* **The data**
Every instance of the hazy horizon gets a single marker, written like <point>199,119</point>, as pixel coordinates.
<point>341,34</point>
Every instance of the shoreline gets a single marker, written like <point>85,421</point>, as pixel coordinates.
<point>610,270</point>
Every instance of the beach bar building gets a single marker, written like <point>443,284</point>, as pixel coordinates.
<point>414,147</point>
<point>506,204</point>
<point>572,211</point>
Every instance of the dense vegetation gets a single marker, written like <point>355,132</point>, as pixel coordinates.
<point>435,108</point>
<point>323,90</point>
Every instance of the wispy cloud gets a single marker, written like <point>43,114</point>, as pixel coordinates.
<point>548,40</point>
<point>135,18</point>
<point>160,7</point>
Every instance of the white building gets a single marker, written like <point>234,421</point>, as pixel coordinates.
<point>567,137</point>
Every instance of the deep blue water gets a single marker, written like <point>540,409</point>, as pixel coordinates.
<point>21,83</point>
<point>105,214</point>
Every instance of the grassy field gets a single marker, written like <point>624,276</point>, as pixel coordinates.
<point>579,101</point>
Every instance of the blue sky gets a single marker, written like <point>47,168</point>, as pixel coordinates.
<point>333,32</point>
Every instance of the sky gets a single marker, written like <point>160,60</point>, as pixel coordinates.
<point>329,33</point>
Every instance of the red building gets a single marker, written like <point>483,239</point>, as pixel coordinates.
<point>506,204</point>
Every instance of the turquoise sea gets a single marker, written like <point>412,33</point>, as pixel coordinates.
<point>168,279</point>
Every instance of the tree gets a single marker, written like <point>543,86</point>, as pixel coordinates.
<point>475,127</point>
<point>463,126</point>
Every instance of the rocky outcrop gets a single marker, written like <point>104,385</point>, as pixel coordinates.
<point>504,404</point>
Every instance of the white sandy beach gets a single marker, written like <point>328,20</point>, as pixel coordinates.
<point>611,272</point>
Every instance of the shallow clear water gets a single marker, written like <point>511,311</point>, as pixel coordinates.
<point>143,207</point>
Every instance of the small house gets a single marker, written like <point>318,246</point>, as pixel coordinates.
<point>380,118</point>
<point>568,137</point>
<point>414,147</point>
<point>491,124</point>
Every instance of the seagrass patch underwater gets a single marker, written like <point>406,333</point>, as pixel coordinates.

* **Instruction**
Put every line of the material above into a Markdown table with the columns Row and Text, numbering the rows in order and skipping blank lines.

* **Reply**
| Row | Text |
|---|---|
| 1 | Every instance of the hazy horizon gets a single marker, written like <point>199,119</point>, as pixel coordinates. |
| 2 | <point>341,34</point> |
| 3 | Every instance of the shoreline gets a single marker, written like <point>85,421</point>, as pixel coordinates. |
| 4 | <point>610,270</point> |
| 5 | Every instance of the beach bar building gets a single marker, written like <point>443,284</point>, as pixel coordinates. |
| 6 | <point>414,147</point> |
| 7 | <point>506,204</point> |
| 8 | <point>572,211</point> |
| 9 | Every instance of the dense vegetation gets a single marker, written like <point>355,132</point>, as pixel coordinates. |
| 10 | <point>435,108</point> |
| 11 | <point>323,90</point> |
| 12 | Every instance of the wispy cloud gets a single marker, written like <point>43,114</point>, as pixel coordinates. |
| 13 | <point>548,40</point> |
| 14 | <point>135,18</point> |
| 15 | <point>160,7</point> |
| 16 | Every instance of the white building gets a single marker, written like <point>234,421</point>, as pixel coordinates. |
| 17 | <point>567,137</point> |
| 18 | Every instance of the deep blue water gets a single marker, written like <point>540,409</point>, as pixel coordinates. |
| 19 | <point>21,83</point> |
| 20 | <point>105,214</point> |
| 21 | Every instance of the grassy field gets a single marker, written like <point>624,276</point>, as pixel coordinates. |
| 22 | <point>579,101</point> |
| 23 | Every instance of the blue sky gets a single marker, written like <point>47,168</point>, as pixel coordinates. |
| 24 | <point>333,32</point> |
| 25 | Every instance of the sky gets a single marker, written like <point>160,60</point>, as pixel coordinates. |
| 26 | <point>329,33</point> |
| 27 | Every instance of the red building gets a single marker, written like <point>483,239</point>, as pixel coordinates. |
| 28 | <point>506,204</point> |
| 29 | Every instance of the turquoise sea gets a single marker, written like <point>412,33</point>, as pixel coordinates. |
| 30 | <point>168,279</point> |
| 31 | Every instance of the tree gets a single marker, written like <point>543,86</point>, as pixel coordinates. |
| 32 | <point>475,127</point> |
| 33 | <point>463,126</point> |
| 34 | Every instance of the rocky outcrop gets a single marker, written like <point>104,385</point>, as pixel coordinates. |
| 35 | <point>504,404</point> |
| 36 | Every instance of the white sandy beach gets a single marker, written like <point>328,20</point>, as pixel coordinates. |
| 37 | <point>611,272</point> |
| 38 | Every instance of the shallow clear water gets a single marker, written like <point>511,311</point>, as pixel coordinates. |
| 39 | <point>143,207</point> |
| 40 | Every instance of the small house gets a single marker, written like <point>318,246</point>, as pixel coordinates. |
| 41 | <point>380,118</point> |
| 42 | <point>568,137</point> |
| 43 | <point>414,147</point> |
| 44 | <point>491,124</point> |
| 45 | Every instance of the seagrass patch underwater gets a single marker, written like <point>406,333</point>, as pixel coordinates. |